• Aim:
Copy out all of the material exactly.

• Working data:
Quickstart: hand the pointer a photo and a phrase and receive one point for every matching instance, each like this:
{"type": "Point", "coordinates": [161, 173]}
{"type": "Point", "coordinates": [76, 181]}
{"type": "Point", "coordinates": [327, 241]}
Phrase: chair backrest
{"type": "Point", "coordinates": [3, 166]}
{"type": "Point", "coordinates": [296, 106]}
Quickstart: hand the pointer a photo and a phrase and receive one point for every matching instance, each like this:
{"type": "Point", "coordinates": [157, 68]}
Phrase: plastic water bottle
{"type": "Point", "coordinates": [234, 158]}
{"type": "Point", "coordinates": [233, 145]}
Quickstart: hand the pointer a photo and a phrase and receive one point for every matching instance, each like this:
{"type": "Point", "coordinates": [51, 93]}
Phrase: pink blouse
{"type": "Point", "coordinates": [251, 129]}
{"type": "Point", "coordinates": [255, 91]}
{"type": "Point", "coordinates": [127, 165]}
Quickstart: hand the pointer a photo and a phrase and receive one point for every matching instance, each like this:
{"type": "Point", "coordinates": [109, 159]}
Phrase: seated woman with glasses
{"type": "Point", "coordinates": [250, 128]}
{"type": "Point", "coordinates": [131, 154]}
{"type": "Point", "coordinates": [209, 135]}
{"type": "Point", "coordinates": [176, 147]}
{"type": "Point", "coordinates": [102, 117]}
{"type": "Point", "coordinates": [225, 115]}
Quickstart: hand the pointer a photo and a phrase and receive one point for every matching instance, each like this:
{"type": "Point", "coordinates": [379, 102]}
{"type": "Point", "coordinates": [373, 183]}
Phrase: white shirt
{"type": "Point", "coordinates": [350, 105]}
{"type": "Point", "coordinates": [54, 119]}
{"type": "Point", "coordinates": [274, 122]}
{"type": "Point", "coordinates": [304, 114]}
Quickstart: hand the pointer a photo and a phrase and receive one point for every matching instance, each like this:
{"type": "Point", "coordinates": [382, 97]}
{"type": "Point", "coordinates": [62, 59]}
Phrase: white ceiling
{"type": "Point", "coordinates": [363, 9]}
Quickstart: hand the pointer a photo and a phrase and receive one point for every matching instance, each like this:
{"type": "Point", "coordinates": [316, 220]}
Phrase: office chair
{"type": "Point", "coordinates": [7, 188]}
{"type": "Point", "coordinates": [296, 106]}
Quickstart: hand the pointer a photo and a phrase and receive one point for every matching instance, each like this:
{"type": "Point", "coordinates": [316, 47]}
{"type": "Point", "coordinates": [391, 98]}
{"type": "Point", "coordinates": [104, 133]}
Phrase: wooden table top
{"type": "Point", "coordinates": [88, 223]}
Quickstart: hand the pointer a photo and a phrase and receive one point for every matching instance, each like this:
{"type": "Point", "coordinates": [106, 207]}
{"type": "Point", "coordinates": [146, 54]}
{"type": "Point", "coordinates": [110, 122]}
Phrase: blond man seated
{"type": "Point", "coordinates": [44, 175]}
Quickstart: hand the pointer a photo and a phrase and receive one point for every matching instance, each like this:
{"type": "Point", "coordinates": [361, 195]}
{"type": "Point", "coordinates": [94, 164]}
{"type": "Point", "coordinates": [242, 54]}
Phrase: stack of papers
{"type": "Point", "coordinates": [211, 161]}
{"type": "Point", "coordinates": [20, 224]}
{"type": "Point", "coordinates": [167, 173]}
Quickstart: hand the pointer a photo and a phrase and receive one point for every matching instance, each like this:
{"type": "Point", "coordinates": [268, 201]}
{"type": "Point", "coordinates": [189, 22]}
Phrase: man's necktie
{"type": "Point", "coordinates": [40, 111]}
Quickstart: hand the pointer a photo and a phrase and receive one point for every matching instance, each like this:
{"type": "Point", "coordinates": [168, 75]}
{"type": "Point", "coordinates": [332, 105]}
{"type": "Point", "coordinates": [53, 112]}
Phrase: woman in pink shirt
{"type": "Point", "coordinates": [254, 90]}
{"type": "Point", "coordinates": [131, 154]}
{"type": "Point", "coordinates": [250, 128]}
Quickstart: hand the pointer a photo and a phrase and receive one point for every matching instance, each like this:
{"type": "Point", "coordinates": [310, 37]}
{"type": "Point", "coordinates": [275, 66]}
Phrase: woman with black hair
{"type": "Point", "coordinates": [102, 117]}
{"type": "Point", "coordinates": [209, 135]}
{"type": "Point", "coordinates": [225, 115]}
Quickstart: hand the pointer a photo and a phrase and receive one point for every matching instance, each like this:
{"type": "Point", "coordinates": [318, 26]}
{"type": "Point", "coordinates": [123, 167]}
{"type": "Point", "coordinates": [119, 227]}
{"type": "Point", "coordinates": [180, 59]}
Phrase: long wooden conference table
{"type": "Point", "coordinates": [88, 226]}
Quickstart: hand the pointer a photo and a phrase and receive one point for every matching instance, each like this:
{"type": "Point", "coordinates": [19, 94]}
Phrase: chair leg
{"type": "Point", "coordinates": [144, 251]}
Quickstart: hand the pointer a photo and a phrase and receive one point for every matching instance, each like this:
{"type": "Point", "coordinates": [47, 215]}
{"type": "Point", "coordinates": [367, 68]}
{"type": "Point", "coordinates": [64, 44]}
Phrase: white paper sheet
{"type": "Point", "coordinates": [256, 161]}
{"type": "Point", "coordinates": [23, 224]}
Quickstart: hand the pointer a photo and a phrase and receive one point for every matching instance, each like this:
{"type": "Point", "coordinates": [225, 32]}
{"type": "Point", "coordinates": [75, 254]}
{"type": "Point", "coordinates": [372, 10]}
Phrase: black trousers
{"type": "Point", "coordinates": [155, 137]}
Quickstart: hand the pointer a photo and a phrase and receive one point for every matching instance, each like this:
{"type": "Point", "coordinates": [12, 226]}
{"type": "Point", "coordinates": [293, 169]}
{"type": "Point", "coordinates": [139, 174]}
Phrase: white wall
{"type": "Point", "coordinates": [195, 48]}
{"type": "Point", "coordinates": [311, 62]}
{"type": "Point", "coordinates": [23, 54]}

• Answer below:
Quickstart: hand the pointer a photo and a phrase and receive one point for every matching instance, each like this:
{"type": "Point", "coordinates": [161, 173]}
{"type": "Point", "coordinates": [76, 181]}
{"type": "Point", "coordinates": [327, 241]}
Phrase: chair backrest
{"type": "Point", "coordinates": [3, 166]}
{"type": "Point", "coordinates": [296, 106]}
Quickstart: hand the pointer a photo and a phrase and receive one point for every matching instance, each like this:
{"type": "Point", "coordinates": [157, 68]}
Phrase: plastic water bottle
{"type": "Point", "coordinates": [234, 158]}
{"type": "Point", "coordinates": [233, 145]}
Quickstart: hand the pointer a photo and a phrase and receive one point for every matching instance, each like this:
{"type": "Point", "coordinates": [51, 93]}
Phrase: pink blouse
{"type": "Point", "coordinates": [251, 129]}
{"type": "Point", "coordinates": [255, 91]}
{"type": "Point", "coordinates": [127, 165]}
Quickstart: hand the pointer a photo and a phrase and receive one point for every matching instance, each like this:
{"type": "Point", "coordinates": [109, 159]}
Phrase: seated woman with glasses
{"type": "Point", "coordinates": [250, 128]}
{"type": "Point", "coordinates": [131, 154]}
{"type": "Point", "coordinates": [209, 135]}
{"type": "Point", "coordinates": [176, 147]}
{"type": "Point", "coordinates": [102, 117]}
{"type": "Point", "coordinates": [225, 115]}
Quickstart: hand the pointer a photo and a phrase and receive one point for every matching instance, each like this:
{"type": "Point", "coordinates": [379, 102]}
{"type": "Point", "coordinates": [373, 183]}
Phrase: white shirt
{"type": "Point", "coordinates": [350, 105]}
{"type": "Point", "coordinates": [54, 119]}
{"type": "Point", "coordinates": [274, 122]}
{"type": "Point", "coordinates": [304, 114]}
Quickstart: hand the pointer a photo and a phrase and receive one point for every matching instance, each like this:
{"type": "Point", "coordinates": [382, 97]}
{"type": "Point", "coordinates": [62, 59]}
Phrase: white ceiling
{"type": "Point", "coordinates": [363, 9]}
Quickstart: hand the pointer a photo and a phrase and receive one point for every matching instance, each like this:
{"type": "Point", "coordinates": [316, 220]}
Phrase: office chair
{"type": "Point", "coordinates": [7, 188]}
{"type": "Point", "coordinates": [296, 106]}
Quickstart: hand the pointer a photo and a phrase and receive one point for every matching instance, each like this:
{"type": "Point", "coordinates": [316, 47]}
{"type": "Point", "coordinates": [391, 98]}
{"type": "Point", "coordinates": [104, 133]}
Phrase: wooden table top
{"type": "Point", "coordinates": [88, 223]}
Quickstart: hand the pointer a photo and a phrase and receive one point for every matching instance, each like this:
{"type": "Point", "coordinates": [106, 207]}
{"type": "Point", "coordinates": [146, 54]}
{"type": "Point", "coordinates": [110, 122]}
Phrase: blond man seated
{"type": "Point", "coordinates": [44, 175]}
Quickstart: hand the pointer a photo and a phrase and receive one point for every matching instance, each like this:
{"type": "Point", "coordinates": [361, 195]}
{"type": "Point", "coordinates": [94, 164]}
{"type": "Point", "coordinates": [242, 54]}
Phrase: stack of papers
{"type": "Point", "coordinates": [211, 161]}
{"type": "Point", "coordinates": [20, 224]}
{"type": "Point", "coordinates": [167, 173]}
Quickstart: hand the pointer a photo and a phrase and receive one point for every matching instance, each like this:
{"type": "Point", "coordinates": [268, 201]}
{"type": "Point", "coordinates": [189, 22]}
Phrase: man's necktie
{"type": "Point", "coordinates": [40, 111]}
Quickstart: hand the pointer a photo and a phrase and receive one point for every matching instance, each like this:
{"type": "Point", "coordinates": [168, 75]}
{"type": "Point", "coordinates": [332, 105]}
{"type": "Point", "coordinates": [53, 112]}
Phrase: woman in pink shirt
{"type": "Point", "coordinates": [254, 90]}
{"type": "Point", "coordinates": [131, 154]}
{"type": "Point", "coordinates": [250, 128]}
Quickstart: hand the pointer a photo and a phrase and receive one point for every matching instance, each like this:
{"type": "Point", "coordinates": [310, 37]}
{"type": "Point", "coordinates": [275, 66]}
Phrase: woman with black hair
{"type": "Point", "coordinates": [102, 117]}
{"type": "Point", "coordinates": [209, 135]}
{"type": "Point", "coordinates": [225, 115]}
Quickstart: hand the pointer a photo and a phrase and receive one point for every matching instance, each like this:
{"type": "Point", "coordinates": [318, 26]}
{"type": "Point", "coordinates": [123, 167]}
{"type": "Point", "coordinates": [119, 227]}
{"type": "Point", "coordinates": [180, 59]}
Phrase: long wooden conference table
{"type": "Point", "coordinates": [88, 226]}
Quickstart: hand the pointer a photo and a phrase and receive one point for every matching instance, each like this:
{"type": "Point", "coordinates": [19, 94]}
Phrase: chair leg
{"type": "Point", "coordinates": [144, 251]}
Quickstart: hand the pointer a photo and a phrase and receive one point for every matching instance, each like this:
{"type": "Point", "coordinates": [47, 215]}
{"type": "Point", "coordinates": [367, 68]}
{"type": "Point", "coordinates": [64, 44]}
Phrase: white paper sheet
{"type": "Point", "coordinates": [256, 161]}
{"type": "Point", "coordinates": [23, 224]}
Quickstart: hand the pointer a photo and a phrase and receive one point for every matching instance, each like this:
{"type": "Point", "coordinates": [225, 32]}
{"type": "Point", "coordinates": [75, 254]}
{"type": "Point", "coordinates": [372, 10]}
Phrase: black trousers
{"type": "Point", "coordinates": [155, 137]}
Quickstart: hand the pointer a photo and a phrase and receive one point for every matching instance, each like this:
{"type": "Point", "coordinates": [12, 226]}
{"type": "Point", "coordinates": [293, 169]}
{"type": "Point", "coordinates": [139, 174]}
Phrase: white wall
{"type": "Point", "coordinates": [195, 48]}
{"type": "Point", "coordinates": [311, 62]}
{"type": "Point", "coordinates": [23, 54]}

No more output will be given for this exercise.